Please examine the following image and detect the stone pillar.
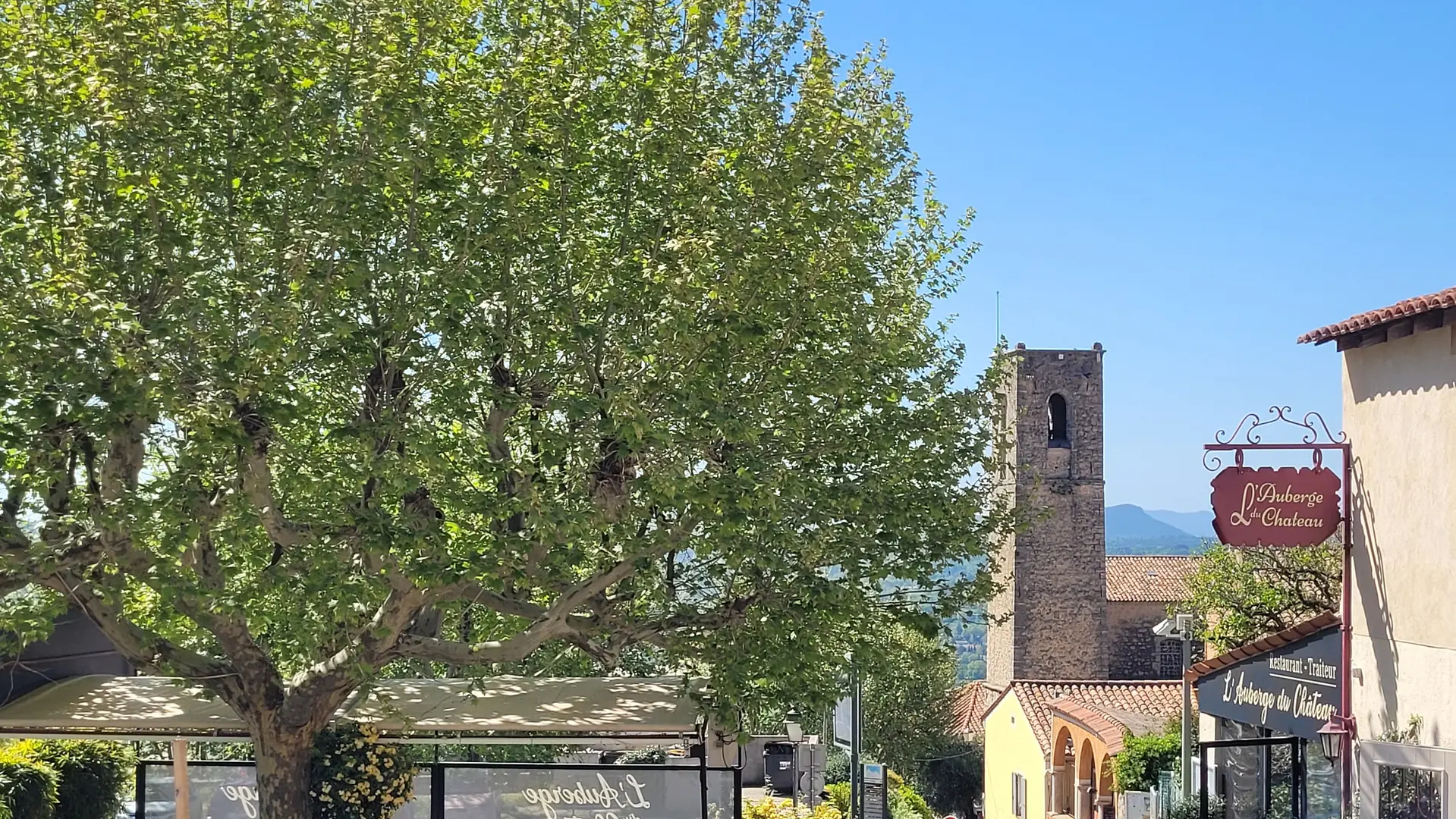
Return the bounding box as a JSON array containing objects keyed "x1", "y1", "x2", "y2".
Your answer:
[{"x1": 1073, "y1": 780, "x2": 1092, "y2": 819}]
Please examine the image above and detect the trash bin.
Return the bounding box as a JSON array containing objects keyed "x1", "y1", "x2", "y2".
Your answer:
[{"x1": 763, "y1": 742, "x2": 795, "y2": 794}]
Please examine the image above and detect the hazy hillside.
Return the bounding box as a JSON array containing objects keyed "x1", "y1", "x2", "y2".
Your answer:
[
  {"x1": 1104, "y1": 504, "x2": 1212, "y2": 554},
  {"x1": 1147, "y1": 509, "x2": 1217, "y2": 540}
]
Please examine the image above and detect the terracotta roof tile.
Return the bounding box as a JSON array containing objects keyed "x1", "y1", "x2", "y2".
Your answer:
[
  {"x1": 1106, "y1": 554, "x2": 1198, "y2": 602},
  {"x1": 986, "y1": 679, "x2": 1182, "y2": 754},
  {"x1": 1299, "y1": 287, "x2": 1456, "y2": 345},
  {"x1": 1184, "y1": 611, "x2": 1339, "y2": 681},
  {"x1": 951, "y1": 679, "x2": 1000, "y2": 736}
]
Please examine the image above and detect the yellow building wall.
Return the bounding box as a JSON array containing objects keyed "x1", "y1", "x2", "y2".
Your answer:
[{"x1": 983, "y1": 692, "x2": 1047, "y2": 819}]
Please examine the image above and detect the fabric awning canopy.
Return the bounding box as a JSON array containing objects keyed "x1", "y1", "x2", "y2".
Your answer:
[{"x1": 0, "y1": 676, "x2": 699, "y2": 738}]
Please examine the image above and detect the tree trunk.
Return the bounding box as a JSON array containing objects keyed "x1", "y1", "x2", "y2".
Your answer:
[{"x1": 253, "y1": 729, "x2": 315, "y2": 819}]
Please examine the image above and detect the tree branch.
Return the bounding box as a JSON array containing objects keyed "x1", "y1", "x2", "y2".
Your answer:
[
  {"x1": 41, "y1": 572, "x2": 242, "y2": 692},
  {"x1": 233, "y1": 403, "x2": 315, "y2": 547}
]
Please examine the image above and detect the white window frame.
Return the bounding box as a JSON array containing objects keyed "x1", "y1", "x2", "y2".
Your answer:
[{"x1": 1356, "y1": 740, "x2": 1456, "y2": 819}]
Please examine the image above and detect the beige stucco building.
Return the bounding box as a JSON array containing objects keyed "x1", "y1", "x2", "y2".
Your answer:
[{"x1": 1299, "y1": 288, "x2": 1456, "y2": 817}]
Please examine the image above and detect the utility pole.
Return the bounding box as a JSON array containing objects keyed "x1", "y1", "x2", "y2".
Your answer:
[{"x1": 849, "y1": 669, "x2": 865, "y2": 819}]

┄┄┄┄┄┄┄┄┄┄

## Brief:
Format every line of the listing above as a Markdown table with columns "No." and "Text", numbering the rows and dropping any blank lines. Leave the picture out.

## Solution to the exercise:
| No. | Text |
|---|---|
| 1 | Please examine the following image and detect the stone pillar. |
| 2 | Return the bounding box as a JSON array containing objects keyed "x1", "y1", "x2", "y2". |
| 3 | Your answer: |
| 4 | [{"x1": 1073, "y1": 780, "x2": 1092, "y2": 819}] |
| 5 | Please examine the image above and detect the trash bin. |
| 6 | Return the bounding box as a JSON array containing objects keyed "x1", "y1", "x2", "y2". |
| 7 | Your answer: |
| 8 | [{"x1": 763, "y1": 742, "x2": 795, "y2": 794}] |
| 9 | Please examine the image above and detect the hazy hillside. |
| 10 | Return the bounding box as a JSON array containing objects keyed "x1", "y1", "x2", "y2". |
| 11 | Your answer: |
| 12 | [ |
| 13 |   {"x1": 1104, "y1": 504, "x2": 1212, "y2": 554}, |
| 14 |   {"x1": 1147, "y1": 509, "x2": 1217, "y2": 540} |
| 15 | ] |
| 16 | Please examine the image above and detect the terracotta roof tile. |
| 17 | Return the bounding box as a JSON array containing objects keyed "x1", "y1", "x2", "y2". |
| 18 | Your answer: |
| 19 | [ |
| 20 |   {"x1": 1106, "y1": 554, "x2": 1198, "y2": 602}, |
| 21 |   {"x1": 986, "y1": 679, "x2": 1182, "y2": 754}, |
| 22 |   {"x1": 1299, "y1": 287, "x2": 1456, "y2": 345}, |
| 23 |   {"x1": 1184, "y1": 611, "x2": 1339, "y2": 681}, |
| 24 |   {"x1": 951, "y1": 679, "x2": 1000, "y2": 736} |
| 25 | ] |
| 26 | Please examine the image above and detect the yellow building wall. |
| 27 | Return the bounding box as a JSON array containing objects keyed "x1", "y1", "x2", "y2". |
| 28 | Your answer: |
| 29 | [{"x1": 983, "y1": 692, "x2": 1047, "y2": 819}] |
| 30 | Please examine the image above and detect the fabric awning canopy. |
| 31 | Return the bounding box as a JSON array containing objects keyed "x1", "y1", "x2", "y2". |
| 32 | Your answer: |
| 33 | [{"x1": 0, "y1": 676, "x2": 699, "y2": 738}] |
| 34 | Please examine the image above and detect the tree trunk. |
| 35 | Return the bounding box as a JSON array containing objects keyed "x1", "y1", "x2", "y2". |
| 36 | Your answer: |
| 37 | [{"x1": 253, "y1": 729, "x2": 315, "y2": 819}] |
| 38 | Please examine the image above and detect the tree branch. |
| 39 | Return the bounding box as a JSON array containing objects keyed "x1", "y1", "x2", "y2". |
| 40 | Your answer: |
| 41 | [ |
| 42 |   {"x1": 41, "y1": 572, "x2": 242, "y2": 692}, |
| 43 |   {"x1": 233, "y1": 403, "x2": 315, "y2": 547} |
| 44 | ] |
| 45 | Please examine the image above and detect the white window frame. |
| 46 | Return the bounding box as a JSON array containing objects keyed "x1", "y1", "x2", "y2". |
| 47 | Your answer: |
| 48 | [{"x1": 1356, "y1": 740, "x2": 1456, "y2": 819}] |
| 49 | Please examine the image above and detect the beige stucco building. |
| 50 | Return the bounding box as a JSON array containing objects keyed "x1", "y1", "x2", "y2". |
| 51 | Your answer: |
| 52 | [{"x1": 1299, "y1": 288, "x2": 1456, "y2": 817}] |
| 53 | Please examine the image above and detect the utility pole. |
| 54 | Return the bounding box as a JSON array containing objects keyed "x1", "y1", "x2", "y2". |
| 55 | Your answer: |
| 56 | [{"x1": 849, "y1": 669, "x2": 865, "y2": 819}] |